(Box-labeled dataset extract)
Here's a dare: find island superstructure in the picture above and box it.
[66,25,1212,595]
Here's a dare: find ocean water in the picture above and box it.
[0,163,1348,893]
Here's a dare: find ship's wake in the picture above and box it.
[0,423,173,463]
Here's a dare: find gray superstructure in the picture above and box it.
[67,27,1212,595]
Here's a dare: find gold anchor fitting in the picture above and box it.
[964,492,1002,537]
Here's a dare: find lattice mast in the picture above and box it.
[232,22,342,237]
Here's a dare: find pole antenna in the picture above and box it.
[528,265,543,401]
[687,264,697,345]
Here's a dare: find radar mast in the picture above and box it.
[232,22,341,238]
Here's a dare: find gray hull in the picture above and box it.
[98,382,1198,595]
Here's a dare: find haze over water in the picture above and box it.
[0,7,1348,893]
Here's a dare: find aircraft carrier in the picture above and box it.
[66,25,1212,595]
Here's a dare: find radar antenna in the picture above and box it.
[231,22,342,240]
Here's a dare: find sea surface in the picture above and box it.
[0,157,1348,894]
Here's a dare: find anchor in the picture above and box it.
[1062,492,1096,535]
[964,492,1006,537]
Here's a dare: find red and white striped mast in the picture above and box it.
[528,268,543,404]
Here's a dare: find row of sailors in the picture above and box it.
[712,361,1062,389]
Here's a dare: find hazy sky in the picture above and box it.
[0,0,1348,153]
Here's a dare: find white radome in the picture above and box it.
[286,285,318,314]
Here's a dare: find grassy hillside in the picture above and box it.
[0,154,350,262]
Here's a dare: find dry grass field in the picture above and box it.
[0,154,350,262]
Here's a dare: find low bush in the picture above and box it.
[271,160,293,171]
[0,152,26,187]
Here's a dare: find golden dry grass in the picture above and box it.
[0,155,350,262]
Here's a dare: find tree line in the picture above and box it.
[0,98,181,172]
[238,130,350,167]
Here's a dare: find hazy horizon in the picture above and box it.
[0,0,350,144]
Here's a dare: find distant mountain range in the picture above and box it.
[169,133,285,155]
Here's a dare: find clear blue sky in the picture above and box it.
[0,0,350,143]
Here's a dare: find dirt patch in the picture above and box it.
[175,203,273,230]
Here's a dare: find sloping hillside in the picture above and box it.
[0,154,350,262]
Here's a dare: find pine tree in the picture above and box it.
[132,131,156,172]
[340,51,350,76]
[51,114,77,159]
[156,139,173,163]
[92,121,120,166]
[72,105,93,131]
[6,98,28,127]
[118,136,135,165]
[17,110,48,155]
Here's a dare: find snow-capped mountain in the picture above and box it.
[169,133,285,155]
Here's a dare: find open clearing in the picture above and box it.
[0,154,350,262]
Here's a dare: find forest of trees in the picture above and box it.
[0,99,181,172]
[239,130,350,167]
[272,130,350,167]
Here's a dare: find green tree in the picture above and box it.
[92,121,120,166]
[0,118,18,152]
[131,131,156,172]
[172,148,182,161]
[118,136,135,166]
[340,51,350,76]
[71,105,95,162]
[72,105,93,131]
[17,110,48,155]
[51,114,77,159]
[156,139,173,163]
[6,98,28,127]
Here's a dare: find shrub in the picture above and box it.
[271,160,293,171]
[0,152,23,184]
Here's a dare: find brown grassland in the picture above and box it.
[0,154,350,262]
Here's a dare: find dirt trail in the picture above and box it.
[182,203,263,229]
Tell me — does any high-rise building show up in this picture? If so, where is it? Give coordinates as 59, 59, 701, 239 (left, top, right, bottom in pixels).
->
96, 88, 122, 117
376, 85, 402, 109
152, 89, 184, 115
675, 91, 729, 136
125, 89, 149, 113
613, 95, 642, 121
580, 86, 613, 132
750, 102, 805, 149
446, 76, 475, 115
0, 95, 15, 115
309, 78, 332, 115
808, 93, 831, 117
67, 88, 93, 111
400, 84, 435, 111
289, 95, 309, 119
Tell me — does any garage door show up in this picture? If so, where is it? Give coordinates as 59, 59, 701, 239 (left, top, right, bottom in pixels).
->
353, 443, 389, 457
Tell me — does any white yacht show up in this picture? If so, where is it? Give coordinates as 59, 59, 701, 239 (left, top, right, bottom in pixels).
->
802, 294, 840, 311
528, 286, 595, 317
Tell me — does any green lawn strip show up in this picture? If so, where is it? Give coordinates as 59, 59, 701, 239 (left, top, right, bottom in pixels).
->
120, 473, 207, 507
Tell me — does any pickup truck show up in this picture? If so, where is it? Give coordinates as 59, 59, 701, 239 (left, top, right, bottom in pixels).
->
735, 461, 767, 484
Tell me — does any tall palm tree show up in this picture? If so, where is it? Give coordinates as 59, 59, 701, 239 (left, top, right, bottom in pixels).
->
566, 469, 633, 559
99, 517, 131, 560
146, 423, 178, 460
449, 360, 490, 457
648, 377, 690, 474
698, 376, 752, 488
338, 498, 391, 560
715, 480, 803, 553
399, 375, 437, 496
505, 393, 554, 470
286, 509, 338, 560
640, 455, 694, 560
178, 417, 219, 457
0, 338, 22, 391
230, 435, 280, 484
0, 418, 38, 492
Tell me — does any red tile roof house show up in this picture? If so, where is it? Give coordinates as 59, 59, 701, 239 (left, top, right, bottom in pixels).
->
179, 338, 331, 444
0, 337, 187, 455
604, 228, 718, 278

* * *

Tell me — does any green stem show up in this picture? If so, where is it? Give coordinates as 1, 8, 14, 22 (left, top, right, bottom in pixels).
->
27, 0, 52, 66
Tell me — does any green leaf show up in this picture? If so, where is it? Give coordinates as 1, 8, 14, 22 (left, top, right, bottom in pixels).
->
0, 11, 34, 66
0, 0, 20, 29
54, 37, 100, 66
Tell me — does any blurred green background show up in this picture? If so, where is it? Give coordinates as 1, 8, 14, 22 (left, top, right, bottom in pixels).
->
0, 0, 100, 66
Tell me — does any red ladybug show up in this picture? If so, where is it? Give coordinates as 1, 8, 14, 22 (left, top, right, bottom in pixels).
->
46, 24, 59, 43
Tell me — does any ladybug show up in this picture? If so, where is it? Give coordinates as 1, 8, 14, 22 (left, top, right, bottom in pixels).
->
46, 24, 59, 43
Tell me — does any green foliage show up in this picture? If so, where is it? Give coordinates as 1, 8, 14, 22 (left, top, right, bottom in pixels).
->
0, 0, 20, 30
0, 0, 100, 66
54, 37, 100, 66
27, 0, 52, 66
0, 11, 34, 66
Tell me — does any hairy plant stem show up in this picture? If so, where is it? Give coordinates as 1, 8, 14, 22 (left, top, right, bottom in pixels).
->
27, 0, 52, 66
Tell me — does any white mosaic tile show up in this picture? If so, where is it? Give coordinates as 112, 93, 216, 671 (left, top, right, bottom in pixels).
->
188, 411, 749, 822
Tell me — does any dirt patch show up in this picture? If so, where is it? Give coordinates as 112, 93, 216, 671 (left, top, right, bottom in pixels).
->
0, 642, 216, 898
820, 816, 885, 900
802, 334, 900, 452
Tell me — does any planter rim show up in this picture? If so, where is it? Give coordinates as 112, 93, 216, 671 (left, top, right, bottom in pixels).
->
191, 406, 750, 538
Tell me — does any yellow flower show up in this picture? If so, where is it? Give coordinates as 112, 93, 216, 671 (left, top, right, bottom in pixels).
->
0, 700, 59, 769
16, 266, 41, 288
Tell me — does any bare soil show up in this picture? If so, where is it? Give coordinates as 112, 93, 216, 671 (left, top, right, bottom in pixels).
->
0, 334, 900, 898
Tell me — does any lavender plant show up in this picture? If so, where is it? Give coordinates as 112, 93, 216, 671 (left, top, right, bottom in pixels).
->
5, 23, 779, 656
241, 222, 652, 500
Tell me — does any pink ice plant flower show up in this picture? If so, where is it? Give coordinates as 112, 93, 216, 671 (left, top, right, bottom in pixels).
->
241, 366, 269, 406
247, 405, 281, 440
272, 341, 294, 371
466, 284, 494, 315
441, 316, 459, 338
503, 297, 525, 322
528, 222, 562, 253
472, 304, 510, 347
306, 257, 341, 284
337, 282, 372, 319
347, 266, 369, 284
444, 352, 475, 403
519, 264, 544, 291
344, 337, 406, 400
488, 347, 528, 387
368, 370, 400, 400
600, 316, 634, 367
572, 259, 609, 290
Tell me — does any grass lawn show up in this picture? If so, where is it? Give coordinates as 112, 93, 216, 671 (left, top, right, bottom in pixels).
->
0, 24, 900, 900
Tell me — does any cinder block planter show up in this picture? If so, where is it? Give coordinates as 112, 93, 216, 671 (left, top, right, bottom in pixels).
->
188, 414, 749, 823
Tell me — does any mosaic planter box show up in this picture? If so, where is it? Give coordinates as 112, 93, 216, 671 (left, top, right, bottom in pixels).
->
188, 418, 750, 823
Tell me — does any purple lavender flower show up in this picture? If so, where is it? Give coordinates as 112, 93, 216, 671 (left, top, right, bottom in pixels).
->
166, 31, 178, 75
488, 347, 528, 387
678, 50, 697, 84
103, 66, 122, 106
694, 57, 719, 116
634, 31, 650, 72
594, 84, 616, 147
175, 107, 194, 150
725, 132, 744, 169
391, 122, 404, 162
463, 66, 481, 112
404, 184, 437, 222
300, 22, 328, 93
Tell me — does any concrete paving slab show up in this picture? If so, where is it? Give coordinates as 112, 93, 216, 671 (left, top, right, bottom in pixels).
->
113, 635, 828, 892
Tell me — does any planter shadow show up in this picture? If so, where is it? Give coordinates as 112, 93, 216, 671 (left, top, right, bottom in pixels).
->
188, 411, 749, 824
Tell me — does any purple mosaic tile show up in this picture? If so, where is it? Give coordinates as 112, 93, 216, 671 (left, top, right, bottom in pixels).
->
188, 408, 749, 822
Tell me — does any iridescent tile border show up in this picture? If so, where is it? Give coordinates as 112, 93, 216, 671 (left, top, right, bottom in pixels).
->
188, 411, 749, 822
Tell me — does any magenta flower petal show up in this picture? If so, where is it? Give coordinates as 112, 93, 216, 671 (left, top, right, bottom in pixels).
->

---

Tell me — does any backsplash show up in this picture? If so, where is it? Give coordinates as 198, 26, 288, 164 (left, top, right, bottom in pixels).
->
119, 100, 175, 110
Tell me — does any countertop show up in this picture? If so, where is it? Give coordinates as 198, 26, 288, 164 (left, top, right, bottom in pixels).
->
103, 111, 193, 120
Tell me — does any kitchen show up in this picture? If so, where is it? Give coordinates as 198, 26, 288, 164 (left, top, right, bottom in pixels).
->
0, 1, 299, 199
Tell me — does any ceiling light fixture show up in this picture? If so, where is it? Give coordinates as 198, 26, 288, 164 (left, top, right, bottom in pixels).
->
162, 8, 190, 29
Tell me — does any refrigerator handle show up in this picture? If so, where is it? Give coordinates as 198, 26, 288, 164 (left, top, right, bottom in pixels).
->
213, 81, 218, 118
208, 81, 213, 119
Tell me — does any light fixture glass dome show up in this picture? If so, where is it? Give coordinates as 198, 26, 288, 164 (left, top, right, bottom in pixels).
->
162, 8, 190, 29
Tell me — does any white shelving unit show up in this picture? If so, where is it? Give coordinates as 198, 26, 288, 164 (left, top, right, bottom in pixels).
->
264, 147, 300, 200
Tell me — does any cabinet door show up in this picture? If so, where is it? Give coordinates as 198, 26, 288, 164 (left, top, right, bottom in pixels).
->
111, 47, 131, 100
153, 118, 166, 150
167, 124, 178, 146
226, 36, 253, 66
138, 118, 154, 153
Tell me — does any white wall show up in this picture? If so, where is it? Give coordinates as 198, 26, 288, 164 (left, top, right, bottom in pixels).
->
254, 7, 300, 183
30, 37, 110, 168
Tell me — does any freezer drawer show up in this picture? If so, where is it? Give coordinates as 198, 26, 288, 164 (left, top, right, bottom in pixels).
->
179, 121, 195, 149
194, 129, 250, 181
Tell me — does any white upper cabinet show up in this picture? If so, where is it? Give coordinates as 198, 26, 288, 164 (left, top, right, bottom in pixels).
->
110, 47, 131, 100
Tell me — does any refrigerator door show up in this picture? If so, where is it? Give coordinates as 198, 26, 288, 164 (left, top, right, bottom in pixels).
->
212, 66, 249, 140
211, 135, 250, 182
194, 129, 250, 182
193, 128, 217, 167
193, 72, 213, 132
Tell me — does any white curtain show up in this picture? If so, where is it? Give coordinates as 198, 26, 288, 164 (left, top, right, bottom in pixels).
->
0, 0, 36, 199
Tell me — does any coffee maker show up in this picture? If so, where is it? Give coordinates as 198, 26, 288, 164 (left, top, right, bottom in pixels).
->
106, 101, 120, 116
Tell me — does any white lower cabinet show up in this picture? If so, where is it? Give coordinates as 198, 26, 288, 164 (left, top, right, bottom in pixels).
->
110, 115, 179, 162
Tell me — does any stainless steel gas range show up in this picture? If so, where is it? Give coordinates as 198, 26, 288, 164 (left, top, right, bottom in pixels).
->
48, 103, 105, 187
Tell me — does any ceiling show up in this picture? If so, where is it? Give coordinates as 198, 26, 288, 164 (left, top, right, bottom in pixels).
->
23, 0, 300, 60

WHAT IS ASKED:
Copy the rows verbatim, starting with the line containing "Tell me — does any pickup" and ending with the line containing "604, 228, 718, 278", both included.

RIGHT ANSWER:
Tell me — does any pickup truck show up in this picture? If so, where is it? Give coordinates as 59, 59, 701, 239 (left, top, right, bottom in pixels).
->
735, 461, 767, 484
Tell me — does any tall palm tree show up in this picture? If so, where is it? Give coordinates as 59, 59, 701, 239 (left, top, right, bottom in pixels).
->
566, 469, 633, 559
99, 517, 131, 560
146, 423, 178, 460
449, 360, 490, 457
648, 377, 690, 474
698, 376, 752, 488
338, 498, 391, 560
715, 480, 803, 553
399, 375, 437, 496
505, 393, 554, 470
286, 509, 338, 560
640, 455, 694, 560
178, 417, 219, 457
0, 338, 22, 391
230, 435, 280, 484
0, 418, 38, 492
Tell me — does any red tile roof house show up in this picture? If so, where is it? Give coordinates as 59, 59, 701, 239 (left, top, right, bottom in pixels).
->
179, 338, 331, 444
0, 337, 187, 455
604, 228, 718, 278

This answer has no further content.